Passage given:
If the row names are re-set, the objects become identical:

attr(canterbury_height3, "row.names") = attr(x = canterbury_height, "row.names")
identical(canterbury_height, canterbury_height3)
## [1] TRUE

This discarding of row names is not something that is specific to spatial data, as illustrated in the code chunk below. dplyr discards row names by design. For further discussion of this decision, and some controversy, see the (closed) issue #366 in the package’s issue tracker.

## Dense matrices from spatial predicates

In the code below a dense matrix is created. sel is not, as one might imagine, a logical vector (although it behaves as one as it only has one column) but a logical matrix:

sel = st_intersects(nz_height, canterbury, sparse = FALSE)
class(sel)
## [1] "matrix"
typeof(sel)
## [1] "logical"
dim(sel)

Given records:
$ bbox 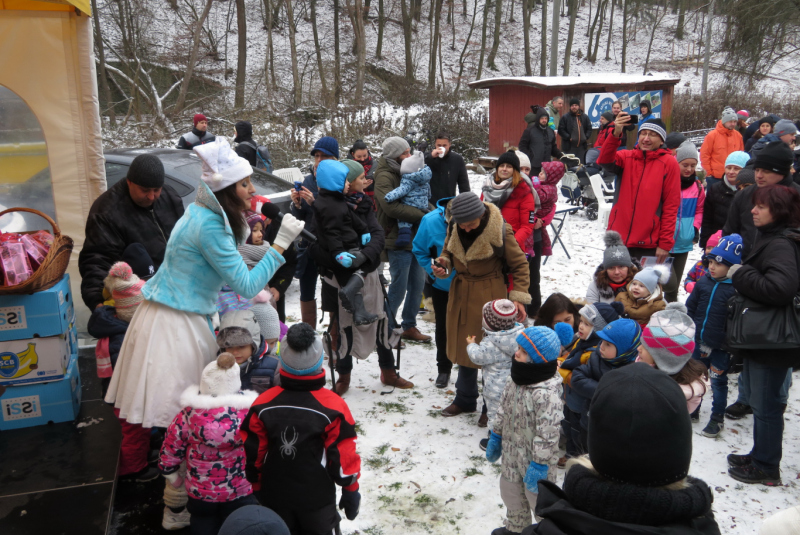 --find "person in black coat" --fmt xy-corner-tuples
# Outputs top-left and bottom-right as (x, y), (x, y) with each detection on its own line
(556, 98), (592, 163)
(425, 132), (469, 205)
(728, 184), (800, 485)
(519, 108), (563, 177)
(722, 141), (800, 256)
(78, 154), (184, 310)
(233, 121), (258, 167)
(522, 362), (720, 535)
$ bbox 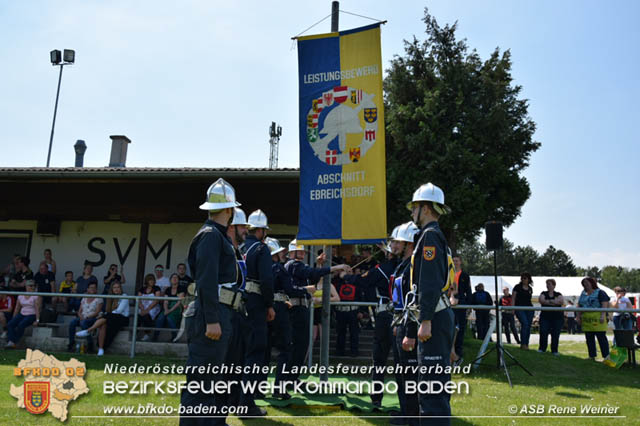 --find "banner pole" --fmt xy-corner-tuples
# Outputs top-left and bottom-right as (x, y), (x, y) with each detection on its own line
(320, 246), (332, 382)
(320, 1), (340, 382)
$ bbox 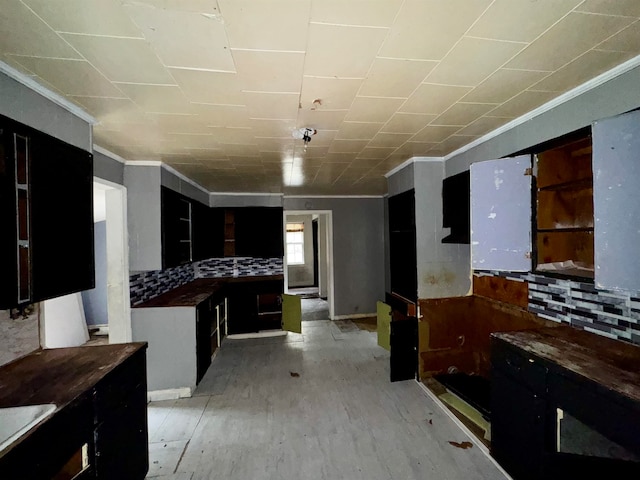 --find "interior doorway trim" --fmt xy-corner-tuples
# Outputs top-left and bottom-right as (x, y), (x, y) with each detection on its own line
(282, 210), (335, 320)
(93, 177), (132, 343)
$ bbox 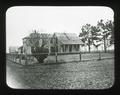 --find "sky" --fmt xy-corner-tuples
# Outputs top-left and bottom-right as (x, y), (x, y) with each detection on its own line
(6, 6), (114, 52)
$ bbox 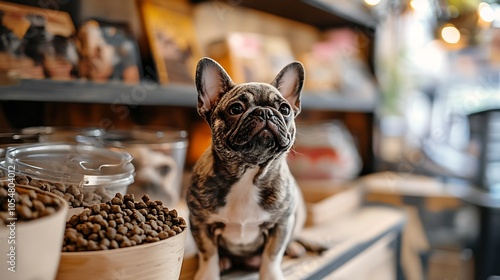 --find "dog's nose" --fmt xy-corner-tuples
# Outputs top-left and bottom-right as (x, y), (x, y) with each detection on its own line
(255, 108), (274, 120)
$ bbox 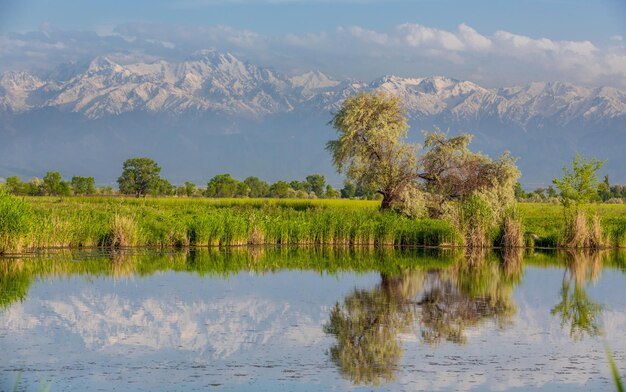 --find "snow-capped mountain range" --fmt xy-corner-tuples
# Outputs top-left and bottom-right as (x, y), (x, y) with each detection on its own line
(0, 50), (626, 186)
(0, 50), (626, 126)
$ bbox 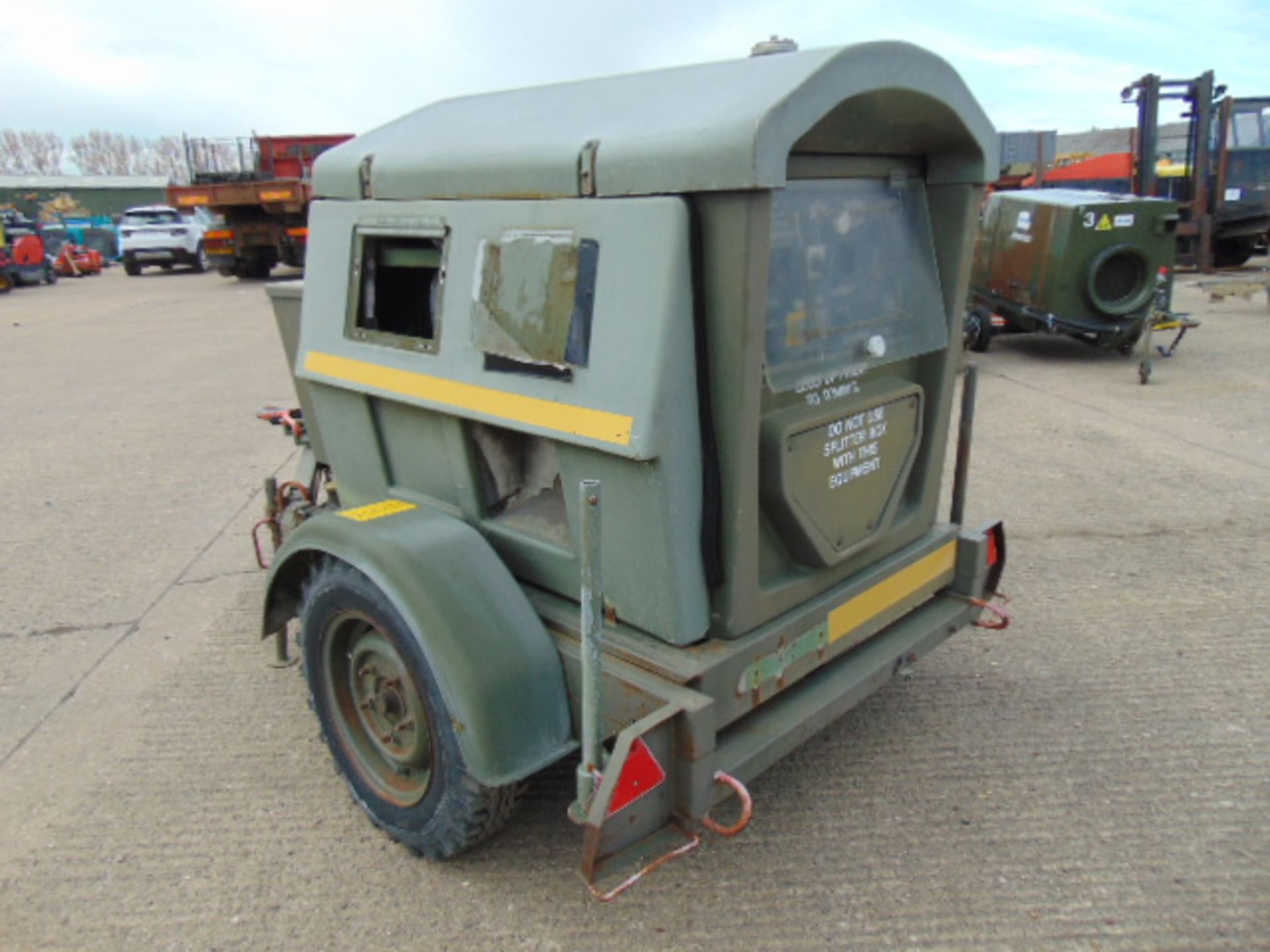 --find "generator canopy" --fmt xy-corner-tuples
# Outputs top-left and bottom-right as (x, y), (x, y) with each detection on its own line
(314, 42), (997, 199)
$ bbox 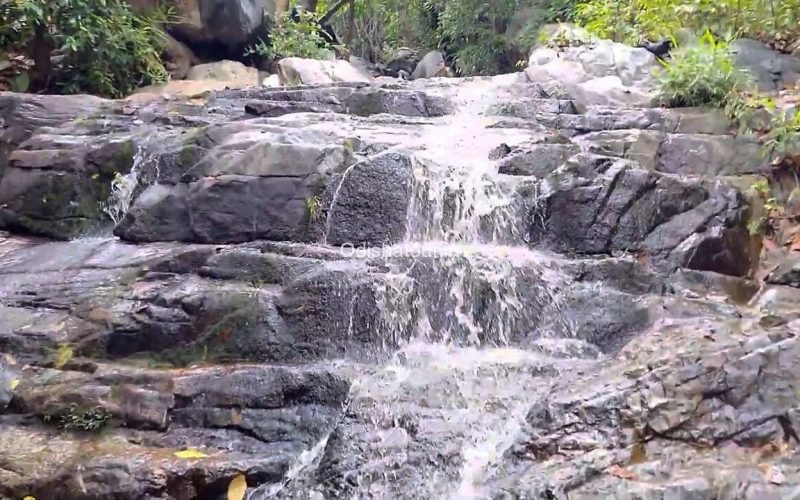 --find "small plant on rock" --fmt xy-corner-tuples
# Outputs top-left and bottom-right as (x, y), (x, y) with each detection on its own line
(761, 109), (800, 168)
(656, 32), (751, 107)
(42, 403), (111, 432)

Set exercise 1:
Edit the part of the passage that opens with the words containing "This discarding of" and closes with "typeof(sel)", putting "row labels" wherever "row names" appears.
Set exercise 2:
Condense the paragraph of the passage that begins "This discarding of row names" into a short bulleted list that keeps its main facts.
The entries are separate material with no connection to the passage.

Task answer 1:
This discarding of row labels is not something that is specific to spatial data, as illustrated in the code chunk below. dplyr discards row labels by design. For further discussion of this decision, and some controversy, see the (closed) issue #366 in the package’s issue tracker.

## Dense matrices from spatial predicates

In the code below a dense matrix is created. sel is not, as one might imagine, a logical vector (although it behaves as one as it only has one column) but a logical matrix:

sel = st_intersects(nz_height, canterbury, sparse = FALSE)
class(sel)
## [1] "matrix"
typeof(sel)

Task answer 2:
- Discarding row names is not specific to spatial data.
- dplyr discards row names by design.
- The closed issue #366 in the package's issue tracker holds further discussion of this decision and some controversy over it.